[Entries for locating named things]
◆ ◆ ◆

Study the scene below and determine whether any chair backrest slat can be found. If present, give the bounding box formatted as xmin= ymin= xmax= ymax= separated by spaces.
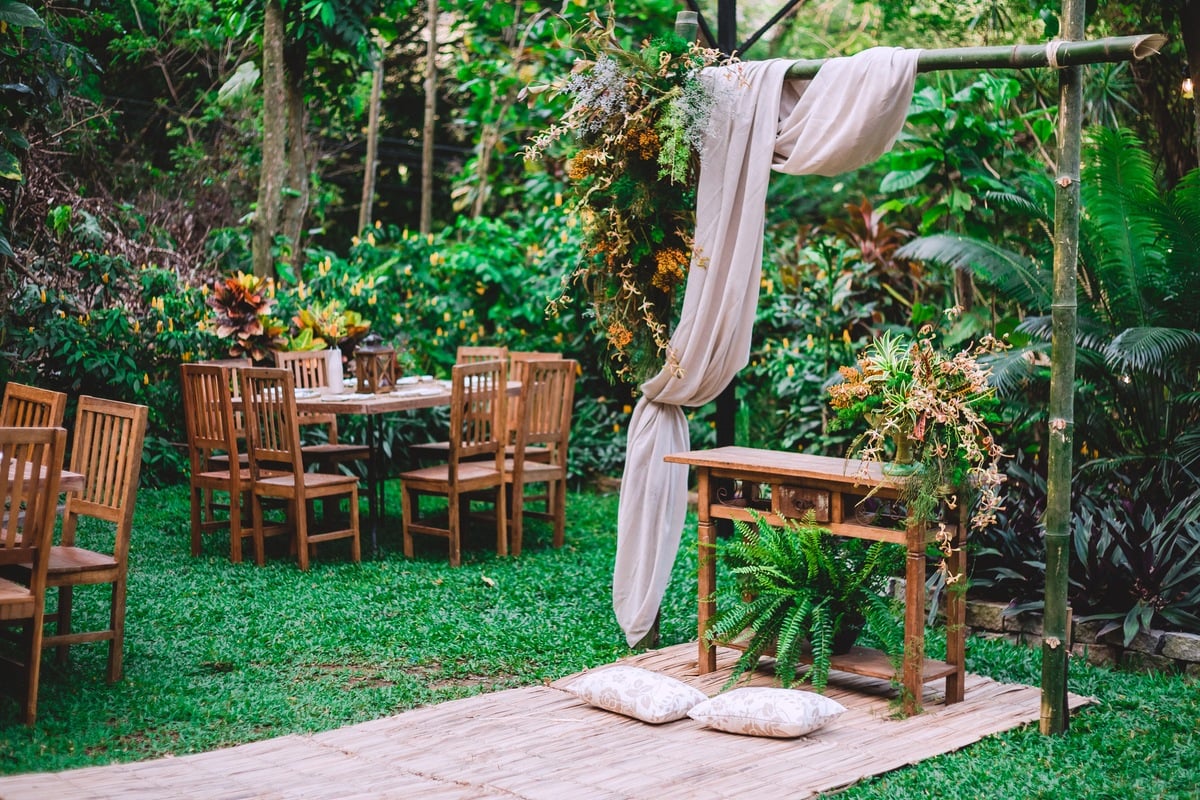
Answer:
xmin=516 ymin=360 xmax=578 ymax=465
xmin=455 ymin=345 xmax=509 ymax=363
xmin=0 ymin=427 xmax=67 ymax=578
xmin=275 ymin=350 xmax=341 ymax=445
xmin=181 ymin=363 xmax=244 ymax=474
xmin=0 ymin=383 xmax=67 ymax=428
xmin=450 ymin=359 xmax=508 ymax=465
xmin=62 ymin=395 xmax=149 ymax=561
xmin=508 ymin=350 xmax=563 ymax=444
xmin=241 ymin=367 xmax=304 ymax=486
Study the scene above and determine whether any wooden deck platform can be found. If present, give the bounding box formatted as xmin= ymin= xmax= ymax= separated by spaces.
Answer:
xmin=0 ymin=644 xmax=1091 ymax=800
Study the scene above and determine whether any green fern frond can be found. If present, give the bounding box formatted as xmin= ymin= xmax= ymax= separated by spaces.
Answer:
xmin=809 ymin=602 xmax=833 ymax=692
xmin=775 ymin=602 xmax=812 ymax=688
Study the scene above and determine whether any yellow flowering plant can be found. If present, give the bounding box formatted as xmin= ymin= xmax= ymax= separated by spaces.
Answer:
xmin=524 ymin=14 xmax=721 ymax=384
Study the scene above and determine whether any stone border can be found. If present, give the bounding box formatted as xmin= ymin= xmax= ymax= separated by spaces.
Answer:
xmin=967 ymin=600 xmax=1200 ymax=678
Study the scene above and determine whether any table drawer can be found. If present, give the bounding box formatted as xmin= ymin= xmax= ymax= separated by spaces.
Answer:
xmin=772 ymin=485 xmax=829 ymax=522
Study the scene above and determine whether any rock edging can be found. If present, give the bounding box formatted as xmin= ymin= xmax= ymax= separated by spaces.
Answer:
xmin=966 ymin=600 xmax=1200 ymax=678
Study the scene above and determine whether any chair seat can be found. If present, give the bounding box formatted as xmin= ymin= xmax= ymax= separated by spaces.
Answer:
xmin=300 ymin=443 xmax=371 ymax=461
xmin=46 ymin=545 xmax=118 ymax=584
xmin=408 ymin=441 xmax=552 ymax=462
xmin=194 ymin=467 xmax=250 ymax=483
xmin=254 ymin=473 xmax=359 ymax=497
xmin=504 ymin=458 xmax=563 ymax=483
xmin=209 ymin=453 xmax=250 ymax=470
xmin=400 ymin=461 xmax=498 ymax=487
xmin=0 ymin=578 xmax=34 ymax=620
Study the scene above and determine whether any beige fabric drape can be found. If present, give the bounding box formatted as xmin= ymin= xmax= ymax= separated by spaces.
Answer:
xmin=612 ymin=48 xmax=919 ymax=645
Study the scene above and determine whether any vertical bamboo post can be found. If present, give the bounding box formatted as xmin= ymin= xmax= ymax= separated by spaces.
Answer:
xmin=421 ymin=0 xmax=438 ymax=236
xmin=1039 ymin=0 xmax=1085 ymax=734
xmin=358 ymin=49 xmax=386 ymax=234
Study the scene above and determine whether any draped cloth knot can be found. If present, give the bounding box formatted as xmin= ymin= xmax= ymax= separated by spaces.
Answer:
xmin=612 ymin=48 xmax=920 ymax=645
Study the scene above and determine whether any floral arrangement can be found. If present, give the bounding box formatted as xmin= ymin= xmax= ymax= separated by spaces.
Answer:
xmin=829 ymin=309 xmax=1007 ymax=579
xmin=208 ymin=272 xmax=286 ymax=361
xmin=524 ymin=14 xmax=721 ymax=383
xmin=288 ymin=300 xmax=371 ymax=350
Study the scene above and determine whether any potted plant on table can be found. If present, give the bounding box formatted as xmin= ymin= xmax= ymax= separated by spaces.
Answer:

◆ ◆ ◆

» **Given exercise**:
Recast all of the data above as a Markdown table with two columns, Row and Line, giving each line its own numbered row. Skip blank lines and leave the pictures out.

» **Output of the task**:
| Row | Line |
|---|---|
| 1 | Study the scene below and determine whether any chair backrest slat can be found. If present, give the bounding box formatted as xmin= ymin= xmax= ymax= separated by spaces. |
| 2 | Answer: |
| 3 | xmin=516 ymin=360 xmax=578 ymax=465 |
| 4 | xmin=455 ymin=345 xmax=509 ymax=363 |
| 5 | xmin=0 ymin=427 xmax=67 ymax=578 |
| 6 | xmin=275 ymin=350 xmax=341 ymax=445 |
| 7 | xmin=181 ymin=363 xmax=244 ymax=474 |
| 8 | xmin=0 ymin=383 xmax=67 ymax=428 |
| 9 | xmin=450 ymin=359 xmax=508 ymax=465 |
| 10 | xmin=62 ymin=395 xmax=149 ymax=561 |
| 11 | xmin=508 ymin=350 xmax=563 ymax=444 |
| 12 | xmin=241 ymin=367 xmax=304 ymax=486 |
| 13 | Study the scene above and determine whether any wooden deck platform can be found. If present, give the bounding box formatted as xmin= ymin= xmax= ymax= separated by spaces. |
| 14 | Answer: |
| 15 | xmin=0 ymin=644 xmax=1091 ymax=800 |
| 16 | Study the scene above and determine whether any green fern frond can be found. If present, give the bounding box formatted as xmin= ymin= xmax= ymax= separated by spaces. |
| 17 | Answer: |
| 18 | xmin=809 ymin=602 xmax=833 ymax=692 |
| 19 | xmin=775 ymin=602 xmax=812 ymax=688 |
| 20 | Study the scene above and determine whether any yellow flowering plant can be found. If present, give the bounding box formatted as xmin= ymin= xmax= ymax= separated by spaces. |
| 21 | Answer: |
| 22 | xmin=524 ymin=14 xmax=721 ymax=384 |
| 23 | Study the scene above and determine whether any stone border can be found. If present, give the bounding box formatted as xmin= ymin= xmax= ymax= separated by spaces. |
| 24 | Answer: |
| 25 | xmin=967 ymin=600 xmax=1200 ymax=678 |
| 26 | Study the scene above and determine whether any table drawer can be found. If present, give the bounding box formatted as xmin= ymin= xmax= ymax= separated by spaces. |
| 27 | Answer: |
| 28 | xmin=772 ymin=485 xmax=829 ymax=522 |
| 29 | Study the scene above and determine whether any rock edging can be found. If present, give the bounding box formatted as xmin= ymin= xmax= ymax= separated by spaces. |
| 30 | Answer: |
| 31 | xmin=966 ymin=600 xmax=1200 ymax=678 |
| 32 | Study the scene above and determine whether any chair seat can be found. If present, give the bounding box formatted as xmin= ymin= xmax= ymax= separated by spaces. |
| 33 | Answer: |
| 34 | xmin=300 ymin=443 xmax=371 ymax=461 |
| 35 | xmin=46 ymin=545 xmax=118 ymax=584 |
| 36 | xmin=408 ymin=441 xmax=552 ymax=462 |
| 37 | xmin=194 ymin=467 xmax=250 ymax=483 |
| 38 | xmin=254 ymin=473 xmax=359 ymax=497 |
| 39 | xmin=504 ymin=458 xmax=563 ymax=483 |
| 40 | xmin=209 ymin=453 xmax=250 ymax=470 |
| 41 | xmin=400 ymin=461 xmax=498 ymax=487 |
| 42 | xmin=0 ymin=578 xmax=34 ymax=620 |
| 43 | Study the scene above and determine whether any beige fabric drape can be found. If present, give the bounding box formatted as xmin= ymin= xmax= ymax= separated by spaces. |
| 44 | Answer: |
| 45 | xmin=612 ymin=48 xmax=919 ymax=645 |
| 46 | Study the scene above and determine whether any vertical bamboo post can be found. If present, give the bounding box formatted as xmin= ymin= xmax= ymax= separated by spaces. |
| 47 | Answer: |
| 48 | xmin=421 ymin=0 xmax=438 ymax=236 |
| 49 | xmin=1039 ymin=0 xmax=1085 ymax=734 |
| 50 | xmin=358 ymin=49 xmax=386 ymax=234 |
| 51 | Study the scene above and determine whether any draped cloth knot can be found. If present, give the bounding box formatted as xmin= ymin= xmax= ymax= separated by spaces. |
| 52 | Answer: |
| 53 | xmin=612 ymin=48 xmax=920 ymax=645 |
| 54 | Study the scene above and determine whether any floral arrangement can be found. If present, give the bounding box formatted as xmin= ymin= xmax= ymax= separated by spaces. |
| 55 | Answer: |
| 56 | xmin=829 ymin=309 xmax=1007 ymax=579 |
| 57 | xmin=208 ymin=272 xmax=286 ymax=361 |
| 58 | xmin=524 ymin=14 xmax=721 ymax=383 |
| 59 | xmin=288 ymin=300 xmax=371 ymax=350 |
| 60 | Study the scene above and determine whether any potted plant on table can be found. If present, give the bounding box formatted as xmin= ymin= xmax= ymax= separated by spaces. |
| 61 | Answer: |